## Work item:
Look through the data for the string "below". Copy every line where it is found.

---- Input data

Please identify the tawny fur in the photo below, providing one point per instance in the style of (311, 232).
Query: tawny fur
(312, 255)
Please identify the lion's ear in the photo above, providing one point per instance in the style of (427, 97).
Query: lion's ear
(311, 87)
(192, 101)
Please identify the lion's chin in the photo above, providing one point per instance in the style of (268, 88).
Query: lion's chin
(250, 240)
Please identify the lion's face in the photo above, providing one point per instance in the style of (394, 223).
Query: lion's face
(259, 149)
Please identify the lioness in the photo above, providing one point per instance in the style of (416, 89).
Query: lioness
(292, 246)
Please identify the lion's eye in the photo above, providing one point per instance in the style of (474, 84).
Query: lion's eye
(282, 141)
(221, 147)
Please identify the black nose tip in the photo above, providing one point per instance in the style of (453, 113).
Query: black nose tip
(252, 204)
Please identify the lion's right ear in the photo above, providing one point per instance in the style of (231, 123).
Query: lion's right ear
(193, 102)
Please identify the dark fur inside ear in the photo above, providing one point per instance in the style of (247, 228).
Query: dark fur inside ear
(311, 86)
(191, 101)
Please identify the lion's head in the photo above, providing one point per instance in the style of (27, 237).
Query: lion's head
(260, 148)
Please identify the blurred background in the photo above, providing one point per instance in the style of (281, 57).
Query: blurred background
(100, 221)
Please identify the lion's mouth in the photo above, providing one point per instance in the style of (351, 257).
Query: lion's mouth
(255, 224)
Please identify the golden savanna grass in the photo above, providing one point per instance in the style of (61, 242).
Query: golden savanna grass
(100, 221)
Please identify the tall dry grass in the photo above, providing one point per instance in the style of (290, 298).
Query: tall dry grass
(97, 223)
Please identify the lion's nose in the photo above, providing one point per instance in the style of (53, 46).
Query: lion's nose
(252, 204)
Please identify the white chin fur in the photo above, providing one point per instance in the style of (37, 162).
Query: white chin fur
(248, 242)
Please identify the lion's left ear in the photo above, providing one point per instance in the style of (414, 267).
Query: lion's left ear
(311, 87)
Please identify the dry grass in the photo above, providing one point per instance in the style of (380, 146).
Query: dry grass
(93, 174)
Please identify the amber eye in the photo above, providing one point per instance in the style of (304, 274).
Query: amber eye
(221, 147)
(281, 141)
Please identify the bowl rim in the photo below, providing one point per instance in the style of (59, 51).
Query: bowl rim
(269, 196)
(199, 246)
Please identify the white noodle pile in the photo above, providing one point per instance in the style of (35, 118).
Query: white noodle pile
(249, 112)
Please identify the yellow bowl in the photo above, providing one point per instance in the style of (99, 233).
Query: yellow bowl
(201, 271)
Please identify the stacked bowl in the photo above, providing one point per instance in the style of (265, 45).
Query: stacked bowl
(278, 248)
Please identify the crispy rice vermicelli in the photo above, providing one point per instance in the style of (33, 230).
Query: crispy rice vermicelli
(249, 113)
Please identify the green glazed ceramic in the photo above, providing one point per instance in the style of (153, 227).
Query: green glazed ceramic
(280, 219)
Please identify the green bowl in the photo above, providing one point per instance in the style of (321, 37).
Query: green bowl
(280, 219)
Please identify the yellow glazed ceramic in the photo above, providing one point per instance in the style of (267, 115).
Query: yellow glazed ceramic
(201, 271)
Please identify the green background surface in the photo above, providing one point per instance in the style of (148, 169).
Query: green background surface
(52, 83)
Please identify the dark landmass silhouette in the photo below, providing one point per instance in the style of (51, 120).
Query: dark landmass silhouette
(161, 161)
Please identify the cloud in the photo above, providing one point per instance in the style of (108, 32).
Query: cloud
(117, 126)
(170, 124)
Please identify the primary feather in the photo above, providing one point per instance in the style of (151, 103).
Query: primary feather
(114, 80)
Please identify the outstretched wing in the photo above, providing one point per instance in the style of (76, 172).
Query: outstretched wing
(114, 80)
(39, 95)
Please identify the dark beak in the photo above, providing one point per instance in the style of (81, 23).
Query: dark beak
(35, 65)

--------

## Exercise answer:
Please identify the tawny fur in the photo below, providing one point per instance in the style of (311, 232).
Please identify the bowl rim in the photo below, providing one point per instance in the style of (59, 51).
Please identify the dark landmass silhouette in the photo below, providing one point per instance in the style of (51, 120).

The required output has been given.